Nuestro padre Aldo Trento llevaba unos días enfermo. A finales de mayo, cuando su estado empeoró, don Paolo Sottopietra y yo tomamos el primer vuelo disponible con destino a Paraguay, con la esperanza de verle por última vez y, si fuera posible, despedirnos y hablar un poco con él. Cuando llegamos, seguía con terapia intensiva. Podíamos visitarlo de uno en uno, alternándonos con Patricio, los otros sacerdotes presentes, el hermano de Aldo −que había venido desde Italia con su sobrino− y los miembros de la fundación San Rafael que gestiona obras fundadas por él. Poco después, día tras día, fue mejorando. Hoy, mientras escribo, el padre Aldo está en su casa, rodeado de sus amigos y colaboradores.
Nosotros volvimos a Italia. Entre tantas emociones y pensamientos que me llevé a casa, destaco en primer lugar la gratitud por nuestra presencia en la Asunción. Llevamos ahí treinta y cinco años, desde que don Giussani confió a la amistad y cuidado de dos sacerdotes diocesanos, don Lino y don Alberto, al padre Aldo. ¿Quién habría imaginado que de aquella amistad nacerían todas esas obras y que, siga existiendo la posibilidad de que la Fraternidad esté presente en una misión viva, a pesar de haber vivido en el pasado momentos de fatiga?
Me viene a la mente la parábola del Evangelio donde Jesús compara el Reino de Dios con un grano de mostaza, algo ínfimo, invisible, aparentemente sin valor. Al echarlo a la tierra, con el tiempo, da fruto y llega a convertirse en un árbol que supera al resto en altura y estabilidad, hasta el punto de ser un lugar que acoge y resguarda a las aves del cielo.

[Datos registrados]

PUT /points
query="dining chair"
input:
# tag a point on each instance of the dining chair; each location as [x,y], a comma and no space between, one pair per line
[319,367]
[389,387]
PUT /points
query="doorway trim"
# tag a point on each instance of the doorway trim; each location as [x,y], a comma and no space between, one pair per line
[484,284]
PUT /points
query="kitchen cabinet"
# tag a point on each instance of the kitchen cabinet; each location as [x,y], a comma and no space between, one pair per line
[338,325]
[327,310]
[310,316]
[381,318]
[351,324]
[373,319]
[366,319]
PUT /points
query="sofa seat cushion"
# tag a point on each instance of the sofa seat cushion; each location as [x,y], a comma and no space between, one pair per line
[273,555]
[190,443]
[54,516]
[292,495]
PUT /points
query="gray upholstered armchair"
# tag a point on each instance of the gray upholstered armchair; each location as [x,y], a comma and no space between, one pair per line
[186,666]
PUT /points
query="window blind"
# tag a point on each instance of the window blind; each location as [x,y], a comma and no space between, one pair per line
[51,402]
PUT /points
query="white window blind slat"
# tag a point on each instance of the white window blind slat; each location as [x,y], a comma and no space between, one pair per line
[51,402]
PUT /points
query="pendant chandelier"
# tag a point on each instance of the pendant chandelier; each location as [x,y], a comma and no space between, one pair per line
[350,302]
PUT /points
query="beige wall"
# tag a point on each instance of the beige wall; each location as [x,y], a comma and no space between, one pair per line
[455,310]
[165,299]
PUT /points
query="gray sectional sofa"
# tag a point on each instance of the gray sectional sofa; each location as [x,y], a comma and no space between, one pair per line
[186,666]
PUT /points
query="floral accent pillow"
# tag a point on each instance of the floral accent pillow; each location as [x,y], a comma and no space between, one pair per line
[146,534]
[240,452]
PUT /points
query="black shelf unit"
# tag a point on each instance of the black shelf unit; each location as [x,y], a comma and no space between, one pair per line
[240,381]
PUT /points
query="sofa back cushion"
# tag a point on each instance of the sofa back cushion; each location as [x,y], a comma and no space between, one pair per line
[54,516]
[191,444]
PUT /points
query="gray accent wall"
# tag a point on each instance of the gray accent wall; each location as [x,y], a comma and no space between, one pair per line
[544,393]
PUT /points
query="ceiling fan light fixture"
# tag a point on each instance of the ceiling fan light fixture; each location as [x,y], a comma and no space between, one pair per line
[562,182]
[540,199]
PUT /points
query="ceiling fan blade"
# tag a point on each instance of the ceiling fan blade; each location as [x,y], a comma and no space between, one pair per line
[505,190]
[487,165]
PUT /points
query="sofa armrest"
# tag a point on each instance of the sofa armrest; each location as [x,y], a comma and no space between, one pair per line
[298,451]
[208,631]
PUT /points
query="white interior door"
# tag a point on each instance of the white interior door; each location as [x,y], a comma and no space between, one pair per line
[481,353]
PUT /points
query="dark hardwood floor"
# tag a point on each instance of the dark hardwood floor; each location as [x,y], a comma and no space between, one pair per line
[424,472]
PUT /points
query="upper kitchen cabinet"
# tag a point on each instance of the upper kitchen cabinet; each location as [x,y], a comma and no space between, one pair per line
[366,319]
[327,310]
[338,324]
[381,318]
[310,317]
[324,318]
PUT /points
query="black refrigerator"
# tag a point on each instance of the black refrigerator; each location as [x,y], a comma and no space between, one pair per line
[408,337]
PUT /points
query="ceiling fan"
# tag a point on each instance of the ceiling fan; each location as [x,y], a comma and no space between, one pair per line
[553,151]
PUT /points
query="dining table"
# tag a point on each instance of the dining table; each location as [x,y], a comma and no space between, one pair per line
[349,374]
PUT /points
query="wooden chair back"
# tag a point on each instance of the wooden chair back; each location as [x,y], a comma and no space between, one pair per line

* [TAREA ASIGNADA A]
Traduce al inglés esta oración del texto sobre el padre Aldo Trento: "Hoy, mientras escribo, el padre Aldo está en su casa, rodeado de sus amigos y colaboradores."
* [TAREA ASIGNADA B]
Prosigue el texto sobre el padre Aldo Trento a partir de su última oración.
Las líneas registradas no hacen falta para nada.

* [RESPUESTA A]
Today, as I write, Father Aldo is at home, surrounded by his friends and collaborators.

* [RESPUESTA B]
¿Qué extraemos en primer lugar de esta imagen? Ante todo, el hecho de que Dios quiere que demos fruto. Quiere que nuestra existencia sea fecunda, que nuestras vidas se realicen. A Él le interesa nuestra felicidad. Dar fruto, ser fecundos, saber que nuestra vida es útil nos hace felices. Y la vida más inútil a ojos de los hombres, para Dios es extraordinariamente valiosa.
En nuestras comunidades Dios ve lugares donde lo humano vuelve a florecer
El segundo lugar: la mirada de Dios. Cuántas veces al mirarnos a nosotros mismos, ya seamos sacerdotes o laicos, no vemos más que un pequeño grano de mostaza. Cuántas veces nos sentimos frustrados y nos desanimamos ante la debilidad de nuestras fuerzas o la pequeñez de nuestras comunidades. Sin embargo, Dios ve en esa pequeña semilla un árbol grande y robusto. En nuestras comunidades, aparentemente insignificantes, ve lugares donde lo humano florece, donde la fe puede comunicarse de nuevo, como la levadura que crece y vuelve dar sentido a nuestras vidas. Esta es la mirada que el Señor nos quiere regalar. El don que nos permite mirar con sus ojos se llama esperanza.
Esta virtud tan querida por Charles Péguy nos permite dar un último paso indispensable. Para que la pequeña semilla pueda convertirse en el árbol que está llamada a ser, es necesario que acepte ser arrojada a la tierra.
El ofrecimiento de sí es la ley de la vida. El hombre solo se gana a sí mismo perdiéndose, amando hasta el final, como hizo Cristo con los suyos. Solo así es posible que nuestra vida dé fruto. Esta es la única razón por la que uno va de misión, va a trabajar por la mañana, por la que uno se casa y tiene hijos: para darse. Si lo pensamos, nuestra tristeza no nace tanto del miedo a no ver los frutos, sino del miedo a darnos, de nuestros intentos de reservarnos poco o mucho de lo que tenemos y tememos perder.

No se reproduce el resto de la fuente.